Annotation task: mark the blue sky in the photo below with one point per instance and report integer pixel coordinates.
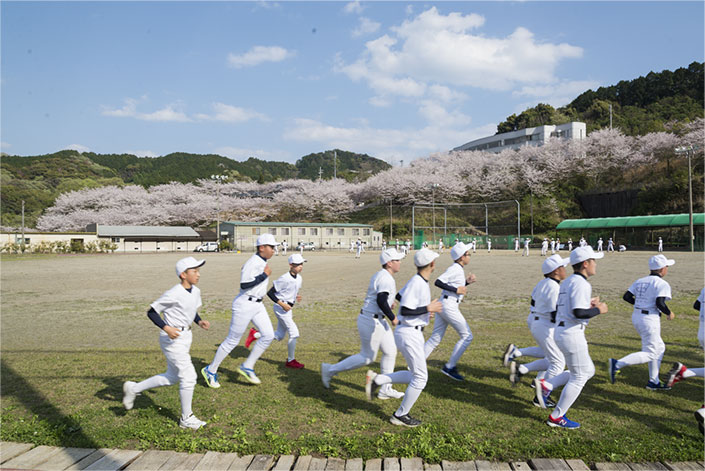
(279, 80)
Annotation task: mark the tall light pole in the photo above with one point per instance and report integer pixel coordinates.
(688, 151)
(218, 179)
(433, 209)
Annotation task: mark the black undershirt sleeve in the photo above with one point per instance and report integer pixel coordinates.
(258, 279)
(383, 303)
(272, 294)
(156, 318)
(586, 313)
(629, 297)
(661, 305)
(419, 311)
(445, 286)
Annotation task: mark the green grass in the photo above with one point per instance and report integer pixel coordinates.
(71, 397)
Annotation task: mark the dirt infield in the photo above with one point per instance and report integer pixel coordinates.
(73, 302)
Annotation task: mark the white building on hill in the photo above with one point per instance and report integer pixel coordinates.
(526, 137)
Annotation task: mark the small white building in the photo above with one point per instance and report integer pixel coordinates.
(526, 137)
(326, 236)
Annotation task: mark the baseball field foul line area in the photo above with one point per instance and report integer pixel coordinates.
(75, 328)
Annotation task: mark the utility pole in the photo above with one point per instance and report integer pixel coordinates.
(22, 226)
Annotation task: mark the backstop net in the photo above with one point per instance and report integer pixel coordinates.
(496, 221)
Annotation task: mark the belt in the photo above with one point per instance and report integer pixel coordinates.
(445, 296)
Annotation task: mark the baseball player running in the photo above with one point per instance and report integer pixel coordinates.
(415, 309)
(454, 284)
(285, 292)
(180, 307)
(373, 325)
(575, 307)
(247, 307)
(679, 371)
(648, 295)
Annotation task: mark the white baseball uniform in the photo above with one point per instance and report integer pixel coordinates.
(646, 319)
(286, 288)
(543, 313)
(374, 329)
(413, 318)
(180, 309)
(450, 280)
(247, 307)
(574, 300)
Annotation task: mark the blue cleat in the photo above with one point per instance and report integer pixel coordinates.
(562, 422)
(452, 373)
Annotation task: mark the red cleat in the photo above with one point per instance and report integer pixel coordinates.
(294, 364)
(251, 337)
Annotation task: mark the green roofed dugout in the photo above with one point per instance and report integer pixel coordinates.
(661, 220)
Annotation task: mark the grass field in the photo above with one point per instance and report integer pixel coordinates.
(74, 328)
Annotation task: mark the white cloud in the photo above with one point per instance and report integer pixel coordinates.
(386, 143)
(78, 147)
(231, 114)
(237, 153)
(258, 55)
(433, 48)
(353, 7)
(366, 26)
(169, 113)
(559, 93)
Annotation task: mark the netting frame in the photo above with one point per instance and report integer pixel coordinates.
(444, 208)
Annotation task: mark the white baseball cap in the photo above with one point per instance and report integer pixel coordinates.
(584, 253)
(659, 261)
(553, 262)
(296, 259)
(424, 256)
(458, 250)
(389, 255)
(186, 263)
(266, 239)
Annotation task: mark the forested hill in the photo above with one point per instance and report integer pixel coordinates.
(38, 180)
(640, 106)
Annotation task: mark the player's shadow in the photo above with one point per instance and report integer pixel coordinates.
(475, 388)
(113, 392)
(306, 382)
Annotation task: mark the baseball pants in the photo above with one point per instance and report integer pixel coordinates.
(572, 343)
(285, 323)
(410, 342)
(179, 368)
(542, 330)
(450, 315)
(375, 334)
(244, 312)
(652, 347)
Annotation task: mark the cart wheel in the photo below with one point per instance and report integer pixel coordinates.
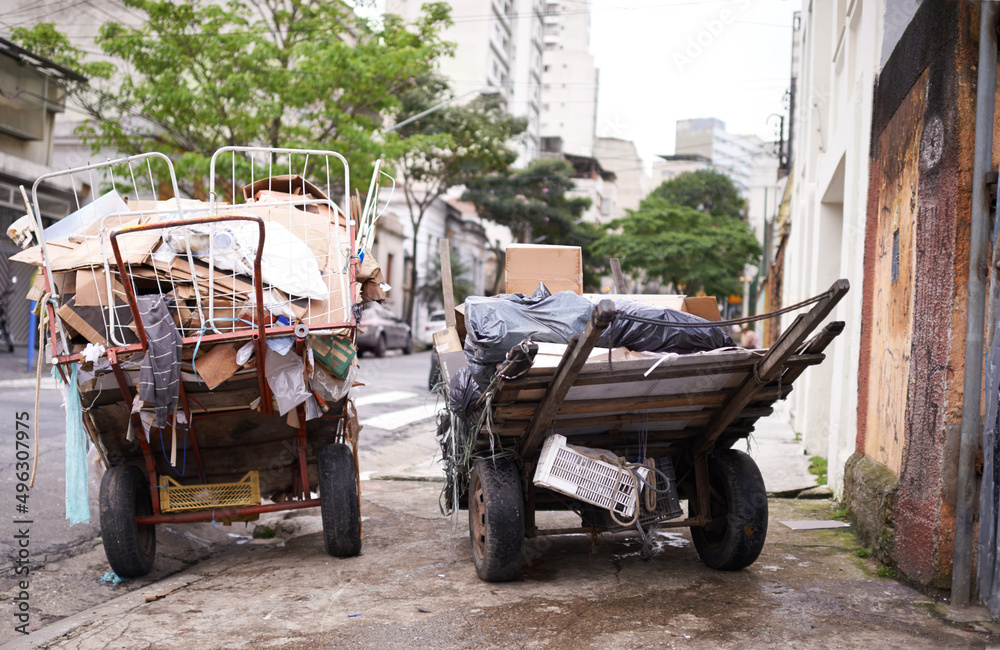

Task statement -> I'd like the material repeated word for word, without the pictures it holds.

Answer for this exercise ->
Annotation task: mark the blue sky in the photo below with one point per instance and report integer pixel coordinates.
(279, 80)
Annotation task: mark the tall light pole in the photo above with one point per instance and report integer pixel coordinates.
(688, 151)
(218, 179)
(433, 209)
Annotation task: mark the black undershirt sleeve in the photo above with one point per instance and report integer pixel coordinates.
(258, 279)
(383, 303)
(272, 294)
(156, 318)
(586, 313)
(629, 297)
(661, 305)
(419, 311)
(445, 286)
Annotation task: mark the green grass in the photo above with one point per instance and report integer pixel coordinates.
(71, 397)
Annotation task: mark the dirt infield in the photo above with one point per instance and report integer pixel coordinates.
(73, 302)
Annotation task: mark the white building on hill in the photo above with one point per instance and report integer pixel coordinates.
(526, 137)
Annotation task: mark the small white building in the photo above with one point per instance and report integer pixel coordinates.
(526, 137)
(326, 236)
Annotation task: mark the baseball field foul line area in the photo above with one point per instance and report integer pixel coordinates.
(75, 328)
Annotation task: mark the utility pole in the photo above with one point per instance and report integer pixel coordinates.
(22, 226)
Annotation task: mark the backstop net in the photo above with one point per instance and report integer pixel coordinates.
(496, 221)
Annotation task: mark the belt in the photo above with one point per instance and report integer pixel coordinates.
(445, 296)
Annotation task: mark the baseball player running in the photo above with one point per instance and report integer pixel coordinates.
(415, 309)
(454, 284)
(285, 292)
(180, 307)
(373, 325)
(575, 307)
(247, 307)
(679, 371)
(648, 295)
Annotation task: mark the white baseball uniform in the photo above with one point per instance and report integer pixel coordinates.
(646, 319)
(286, 288)
(543, 313)
(374, 329)
(413, 318)
(180, 309)
(450, 280)
(247, 307)
(574, 300)
Annotation task: mark the blue cleat in the photo above with one point per instance and report integer pixel coordinates.
(562, 422)
(452, 373)
Annotation task: mark the red cleat in the photo above with one point per instance and report integer pixel coordinates.
(294, 364)
(251, 337)
Annotation task: mark the green roofed dugout in the photo above with one point per instance and report integer pixel coordinates.
(661, 220)
Annotation task: mark the grass field in the photo above with one point per instance and report integer pixel coordinates.
(74, 328)
Annotation task: mark the white cloud in the photo above with one point per instance and report integer pixel coordinates.
(386, 143)
(78, 147)
(231, 114)
(237, 153)
(258, 55)
(433, 48)
(353, 7)
(366, 26)
(169, 113)
(559, 93)
Annotation task: mark the netting frame in the photo above with one point per instance and report integer pixel coordinates.
(444, 208)
Annotation task: mark the white baseball cap in the photo above with one point per instance and report integer pixel coordinates.
(584, 253)
(659, 261)
(553, 262)
(296, 259)
(424, 256)
(458, 250)
(389, 255)
(186, 263)
(266, 239)
Annotation task: mark the forested hill in the photo above with one point per instance and report integer pixel coordinates.
(38, 180)
(640, 106)
Annotation task: mark the player's shadow in the photo above with one point per instance and report integer pixel coordinates.
(475, 388)
(113, 392)
(306, 382)
Annotation task: mark the baseball pants in the photo above with one point per instance and report integer pixel coordinates.
(572, 343)
(285, 323)
(410, 342)
(179, 368)
(542, 330)
(450, 315)
(375, 334)
(244, 312)
(652, 347)
Annotation task: mark the cart wheel in the photo below with one point per instance and report integer pixel coordinates.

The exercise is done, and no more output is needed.